— BEGIN Listed records —

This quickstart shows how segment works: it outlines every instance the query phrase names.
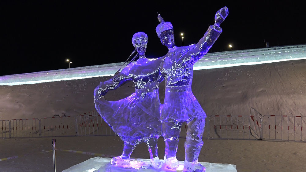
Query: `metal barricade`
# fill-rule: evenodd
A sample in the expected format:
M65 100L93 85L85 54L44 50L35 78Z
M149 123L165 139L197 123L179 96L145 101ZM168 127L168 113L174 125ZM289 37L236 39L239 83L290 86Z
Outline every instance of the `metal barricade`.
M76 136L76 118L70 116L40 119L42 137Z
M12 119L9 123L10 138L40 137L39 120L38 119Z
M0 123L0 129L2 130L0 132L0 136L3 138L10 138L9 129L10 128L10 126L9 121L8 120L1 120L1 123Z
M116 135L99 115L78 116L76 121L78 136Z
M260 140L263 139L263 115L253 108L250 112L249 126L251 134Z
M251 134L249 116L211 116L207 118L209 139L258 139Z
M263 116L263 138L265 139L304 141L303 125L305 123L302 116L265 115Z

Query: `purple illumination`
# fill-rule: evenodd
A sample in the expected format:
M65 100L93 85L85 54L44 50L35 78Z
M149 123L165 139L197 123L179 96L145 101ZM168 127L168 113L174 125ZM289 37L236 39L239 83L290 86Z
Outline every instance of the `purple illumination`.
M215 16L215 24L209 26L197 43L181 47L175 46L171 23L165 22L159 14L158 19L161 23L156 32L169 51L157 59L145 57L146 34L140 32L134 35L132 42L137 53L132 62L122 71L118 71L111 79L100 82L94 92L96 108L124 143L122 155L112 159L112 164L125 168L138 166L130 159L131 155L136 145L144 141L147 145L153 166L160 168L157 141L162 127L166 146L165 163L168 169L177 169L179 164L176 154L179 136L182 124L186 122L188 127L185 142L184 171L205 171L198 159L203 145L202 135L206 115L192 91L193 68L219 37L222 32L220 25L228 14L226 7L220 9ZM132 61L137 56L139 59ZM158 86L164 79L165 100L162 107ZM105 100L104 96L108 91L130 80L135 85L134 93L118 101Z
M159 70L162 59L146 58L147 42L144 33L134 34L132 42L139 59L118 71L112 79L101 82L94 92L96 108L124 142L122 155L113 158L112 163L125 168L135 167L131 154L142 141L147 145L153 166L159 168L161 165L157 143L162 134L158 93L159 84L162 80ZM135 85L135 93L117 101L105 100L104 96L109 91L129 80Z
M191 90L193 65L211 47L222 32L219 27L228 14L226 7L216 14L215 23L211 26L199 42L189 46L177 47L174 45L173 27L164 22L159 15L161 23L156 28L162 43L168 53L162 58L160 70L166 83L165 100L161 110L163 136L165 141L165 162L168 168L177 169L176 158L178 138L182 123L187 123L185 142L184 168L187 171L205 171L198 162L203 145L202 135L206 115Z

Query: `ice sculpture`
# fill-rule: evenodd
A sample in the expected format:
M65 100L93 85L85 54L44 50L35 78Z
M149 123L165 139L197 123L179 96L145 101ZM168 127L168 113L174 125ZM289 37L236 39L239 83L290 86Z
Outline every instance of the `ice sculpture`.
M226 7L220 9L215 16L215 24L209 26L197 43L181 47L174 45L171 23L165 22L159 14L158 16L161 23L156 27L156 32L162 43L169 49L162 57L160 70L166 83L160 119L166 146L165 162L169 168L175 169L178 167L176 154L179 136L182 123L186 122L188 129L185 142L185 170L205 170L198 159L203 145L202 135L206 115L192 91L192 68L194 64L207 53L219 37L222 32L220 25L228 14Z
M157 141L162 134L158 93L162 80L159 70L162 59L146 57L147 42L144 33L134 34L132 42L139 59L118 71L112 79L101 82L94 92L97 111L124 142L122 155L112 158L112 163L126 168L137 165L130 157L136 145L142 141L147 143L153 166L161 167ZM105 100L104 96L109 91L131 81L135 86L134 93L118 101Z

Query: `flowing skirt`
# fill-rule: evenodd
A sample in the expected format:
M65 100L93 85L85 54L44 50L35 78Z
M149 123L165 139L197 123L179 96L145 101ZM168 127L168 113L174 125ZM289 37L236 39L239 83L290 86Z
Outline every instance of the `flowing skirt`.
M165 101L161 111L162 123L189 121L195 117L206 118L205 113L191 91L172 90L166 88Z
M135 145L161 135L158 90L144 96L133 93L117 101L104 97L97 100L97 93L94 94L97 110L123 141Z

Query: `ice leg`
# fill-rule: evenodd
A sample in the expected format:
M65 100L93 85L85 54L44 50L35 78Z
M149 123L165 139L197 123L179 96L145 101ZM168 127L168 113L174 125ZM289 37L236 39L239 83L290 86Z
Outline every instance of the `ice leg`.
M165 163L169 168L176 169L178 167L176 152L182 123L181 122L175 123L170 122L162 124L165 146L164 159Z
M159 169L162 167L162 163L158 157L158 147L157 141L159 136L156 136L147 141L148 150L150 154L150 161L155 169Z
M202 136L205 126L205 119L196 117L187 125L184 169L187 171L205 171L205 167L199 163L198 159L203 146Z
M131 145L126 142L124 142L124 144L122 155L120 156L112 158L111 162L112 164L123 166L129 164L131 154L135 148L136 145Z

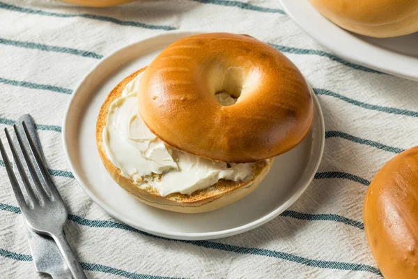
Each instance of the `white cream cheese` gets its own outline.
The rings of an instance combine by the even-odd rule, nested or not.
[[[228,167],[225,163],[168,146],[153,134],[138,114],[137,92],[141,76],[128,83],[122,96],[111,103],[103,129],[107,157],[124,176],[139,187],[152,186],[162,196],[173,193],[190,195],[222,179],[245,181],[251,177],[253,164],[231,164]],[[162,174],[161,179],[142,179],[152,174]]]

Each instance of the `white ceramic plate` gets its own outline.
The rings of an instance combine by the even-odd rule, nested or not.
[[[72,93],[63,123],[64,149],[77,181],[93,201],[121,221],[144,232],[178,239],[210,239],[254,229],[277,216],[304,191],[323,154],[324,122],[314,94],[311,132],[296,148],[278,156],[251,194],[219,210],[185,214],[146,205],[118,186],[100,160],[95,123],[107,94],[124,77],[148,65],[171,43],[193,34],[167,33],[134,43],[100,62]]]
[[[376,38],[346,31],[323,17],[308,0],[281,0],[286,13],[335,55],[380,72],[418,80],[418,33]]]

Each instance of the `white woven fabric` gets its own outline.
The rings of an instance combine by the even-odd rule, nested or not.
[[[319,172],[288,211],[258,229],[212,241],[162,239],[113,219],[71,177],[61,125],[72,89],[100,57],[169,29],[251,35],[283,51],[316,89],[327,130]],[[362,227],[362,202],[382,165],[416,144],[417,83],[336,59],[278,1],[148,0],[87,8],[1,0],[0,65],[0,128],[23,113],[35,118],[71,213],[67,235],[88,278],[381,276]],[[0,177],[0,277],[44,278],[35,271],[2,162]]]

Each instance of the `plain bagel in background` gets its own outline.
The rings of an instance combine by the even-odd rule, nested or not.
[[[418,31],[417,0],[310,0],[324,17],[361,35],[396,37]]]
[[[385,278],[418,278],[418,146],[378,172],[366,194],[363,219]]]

— END Listed records —
— BEGIN Listed records —

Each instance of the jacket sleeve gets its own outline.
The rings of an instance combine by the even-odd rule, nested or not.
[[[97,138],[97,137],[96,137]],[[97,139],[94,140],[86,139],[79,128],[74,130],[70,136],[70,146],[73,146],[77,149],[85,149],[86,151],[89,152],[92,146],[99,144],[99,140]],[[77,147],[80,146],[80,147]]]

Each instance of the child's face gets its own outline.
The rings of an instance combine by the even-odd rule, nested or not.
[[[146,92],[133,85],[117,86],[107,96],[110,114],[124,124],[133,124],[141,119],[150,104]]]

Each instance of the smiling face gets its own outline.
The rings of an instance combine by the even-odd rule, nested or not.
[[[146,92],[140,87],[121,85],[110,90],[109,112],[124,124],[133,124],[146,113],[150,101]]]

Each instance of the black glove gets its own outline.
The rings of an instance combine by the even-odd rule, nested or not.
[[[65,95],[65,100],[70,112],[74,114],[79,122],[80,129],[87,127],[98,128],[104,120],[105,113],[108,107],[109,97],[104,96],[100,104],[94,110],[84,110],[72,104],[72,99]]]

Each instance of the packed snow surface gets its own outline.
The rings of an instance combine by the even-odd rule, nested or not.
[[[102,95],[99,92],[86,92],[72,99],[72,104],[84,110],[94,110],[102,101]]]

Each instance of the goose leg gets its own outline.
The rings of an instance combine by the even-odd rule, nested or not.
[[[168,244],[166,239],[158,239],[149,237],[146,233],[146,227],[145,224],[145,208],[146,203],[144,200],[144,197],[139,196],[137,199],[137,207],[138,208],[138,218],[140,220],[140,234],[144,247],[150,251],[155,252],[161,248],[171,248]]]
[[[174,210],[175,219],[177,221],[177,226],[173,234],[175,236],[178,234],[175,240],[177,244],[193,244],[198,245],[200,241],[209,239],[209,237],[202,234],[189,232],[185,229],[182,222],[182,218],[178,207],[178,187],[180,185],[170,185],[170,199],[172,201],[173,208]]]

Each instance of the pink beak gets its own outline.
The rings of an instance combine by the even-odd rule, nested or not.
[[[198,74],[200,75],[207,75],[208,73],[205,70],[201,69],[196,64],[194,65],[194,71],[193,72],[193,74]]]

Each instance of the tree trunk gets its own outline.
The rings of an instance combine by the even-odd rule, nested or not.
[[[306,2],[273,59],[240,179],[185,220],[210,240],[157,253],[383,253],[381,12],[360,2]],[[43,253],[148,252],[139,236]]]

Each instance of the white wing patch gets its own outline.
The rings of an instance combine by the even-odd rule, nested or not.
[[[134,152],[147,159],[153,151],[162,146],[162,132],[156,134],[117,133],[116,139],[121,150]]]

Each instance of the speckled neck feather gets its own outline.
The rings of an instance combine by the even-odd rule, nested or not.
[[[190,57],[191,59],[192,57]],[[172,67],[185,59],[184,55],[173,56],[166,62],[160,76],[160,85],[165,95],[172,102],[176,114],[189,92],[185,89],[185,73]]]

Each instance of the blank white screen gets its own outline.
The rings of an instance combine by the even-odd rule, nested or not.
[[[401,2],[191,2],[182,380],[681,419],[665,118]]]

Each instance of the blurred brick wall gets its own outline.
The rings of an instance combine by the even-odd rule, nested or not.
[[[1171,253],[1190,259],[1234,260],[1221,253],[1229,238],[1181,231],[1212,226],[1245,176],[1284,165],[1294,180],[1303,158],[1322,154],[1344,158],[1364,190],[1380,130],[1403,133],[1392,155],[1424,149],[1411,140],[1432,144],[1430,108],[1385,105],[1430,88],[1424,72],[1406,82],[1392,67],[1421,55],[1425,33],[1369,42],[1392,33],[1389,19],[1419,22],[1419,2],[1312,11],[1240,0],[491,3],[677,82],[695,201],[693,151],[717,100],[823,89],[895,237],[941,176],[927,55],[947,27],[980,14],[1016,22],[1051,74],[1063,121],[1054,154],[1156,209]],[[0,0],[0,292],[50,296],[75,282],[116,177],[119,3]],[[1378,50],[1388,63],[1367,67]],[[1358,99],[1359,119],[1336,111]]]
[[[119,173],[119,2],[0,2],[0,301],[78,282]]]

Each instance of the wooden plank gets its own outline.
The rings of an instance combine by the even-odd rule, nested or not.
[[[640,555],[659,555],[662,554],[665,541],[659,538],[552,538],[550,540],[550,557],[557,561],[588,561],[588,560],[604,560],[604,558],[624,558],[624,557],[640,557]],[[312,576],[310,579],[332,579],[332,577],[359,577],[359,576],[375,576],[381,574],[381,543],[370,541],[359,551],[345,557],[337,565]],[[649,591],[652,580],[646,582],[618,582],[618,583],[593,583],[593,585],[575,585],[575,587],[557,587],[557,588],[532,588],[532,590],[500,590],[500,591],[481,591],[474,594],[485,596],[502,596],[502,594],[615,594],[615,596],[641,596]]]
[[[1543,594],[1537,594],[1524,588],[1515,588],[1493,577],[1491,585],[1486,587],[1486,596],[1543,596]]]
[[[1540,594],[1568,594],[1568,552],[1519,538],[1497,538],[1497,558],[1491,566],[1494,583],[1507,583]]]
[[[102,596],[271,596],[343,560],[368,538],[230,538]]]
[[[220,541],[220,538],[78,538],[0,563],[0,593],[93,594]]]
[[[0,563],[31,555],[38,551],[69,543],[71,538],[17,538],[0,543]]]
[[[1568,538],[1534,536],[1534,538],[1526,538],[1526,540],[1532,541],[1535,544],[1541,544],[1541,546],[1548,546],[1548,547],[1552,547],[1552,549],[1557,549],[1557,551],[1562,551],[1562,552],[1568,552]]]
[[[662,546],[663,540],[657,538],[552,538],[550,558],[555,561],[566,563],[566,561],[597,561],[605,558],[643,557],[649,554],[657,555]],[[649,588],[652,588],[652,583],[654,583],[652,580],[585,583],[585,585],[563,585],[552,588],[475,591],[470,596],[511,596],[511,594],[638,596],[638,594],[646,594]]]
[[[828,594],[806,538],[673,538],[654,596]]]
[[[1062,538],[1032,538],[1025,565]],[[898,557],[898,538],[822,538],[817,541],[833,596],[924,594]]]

— END Listed records —
— BEGIN Listed records —

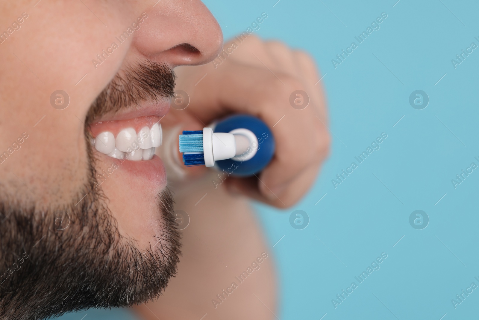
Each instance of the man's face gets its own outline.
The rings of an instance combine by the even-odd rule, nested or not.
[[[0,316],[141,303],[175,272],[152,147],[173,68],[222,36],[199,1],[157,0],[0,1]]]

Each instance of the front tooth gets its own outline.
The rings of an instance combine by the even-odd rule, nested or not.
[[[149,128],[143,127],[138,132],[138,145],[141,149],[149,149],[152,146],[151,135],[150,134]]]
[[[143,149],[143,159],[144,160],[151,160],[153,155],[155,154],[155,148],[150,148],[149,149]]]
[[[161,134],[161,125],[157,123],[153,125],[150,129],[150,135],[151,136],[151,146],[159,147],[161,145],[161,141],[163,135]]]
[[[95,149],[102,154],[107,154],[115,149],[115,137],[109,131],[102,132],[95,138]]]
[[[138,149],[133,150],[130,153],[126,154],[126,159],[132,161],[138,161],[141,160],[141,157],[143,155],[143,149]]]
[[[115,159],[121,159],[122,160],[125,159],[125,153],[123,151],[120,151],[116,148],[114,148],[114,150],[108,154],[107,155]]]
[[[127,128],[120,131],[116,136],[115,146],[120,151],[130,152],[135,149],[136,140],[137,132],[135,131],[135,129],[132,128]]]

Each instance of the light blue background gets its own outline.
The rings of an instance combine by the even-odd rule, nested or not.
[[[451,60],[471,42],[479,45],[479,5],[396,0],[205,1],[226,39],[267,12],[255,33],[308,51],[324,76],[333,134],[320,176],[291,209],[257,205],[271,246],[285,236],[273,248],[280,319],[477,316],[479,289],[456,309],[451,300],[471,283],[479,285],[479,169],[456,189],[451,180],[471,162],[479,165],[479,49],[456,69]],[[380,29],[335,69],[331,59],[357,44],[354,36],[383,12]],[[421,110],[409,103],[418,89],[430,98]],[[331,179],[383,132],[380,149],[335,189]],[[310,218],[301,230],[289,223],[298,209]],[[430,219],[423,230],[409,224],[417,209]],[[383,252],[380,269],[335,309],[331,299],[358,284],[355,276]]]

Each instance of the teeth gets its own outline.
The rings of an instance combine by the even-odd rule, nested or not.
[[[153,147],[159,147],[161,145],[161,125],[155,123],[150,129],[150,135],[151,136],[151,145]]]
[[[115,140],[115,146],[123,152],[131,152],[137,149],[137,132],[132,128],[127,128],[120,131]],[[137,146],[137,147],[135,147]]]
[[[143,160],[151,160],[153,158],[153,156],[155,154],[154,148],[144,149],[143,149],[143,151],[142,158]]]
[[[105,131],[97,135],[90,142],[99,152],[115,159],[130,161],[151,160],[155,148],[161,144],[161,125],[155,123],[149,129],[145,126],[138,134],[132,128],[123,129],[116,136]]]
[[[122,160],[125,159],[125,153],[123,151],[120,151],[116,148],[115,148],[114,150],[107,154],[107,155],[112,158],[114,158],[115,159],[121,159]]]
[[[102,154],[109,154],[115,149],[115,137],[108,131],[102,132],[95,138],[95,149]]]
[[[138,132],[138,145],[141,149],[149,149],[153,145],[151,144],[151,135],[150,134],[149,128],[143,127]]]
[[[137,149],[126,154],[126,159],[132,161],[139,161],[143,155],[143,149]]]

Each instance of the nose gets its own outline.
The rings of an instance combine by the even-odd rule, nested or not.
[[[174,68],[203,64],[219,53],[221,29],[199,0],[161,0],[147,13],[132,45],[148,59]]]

— END Listed records —

- Short task -
Rewrite the part of the items that opens with the line containing "Each instance of the blank" and closes with the line containing "[[[401,2],[191,2],[182,380],[681,419],[665,118]]]", requests included. Multiply each polygon coordinate in the answers by 1.85 and round to a whole number, rounding halves up.

- Response for this exercise -
Each instance of the blank white screen gets its own outline.
The rings of an instance combine by the even-odd rule, nested or not.
[[[742,4],[353,4],[337,703],[1260,775],[1230,218]]]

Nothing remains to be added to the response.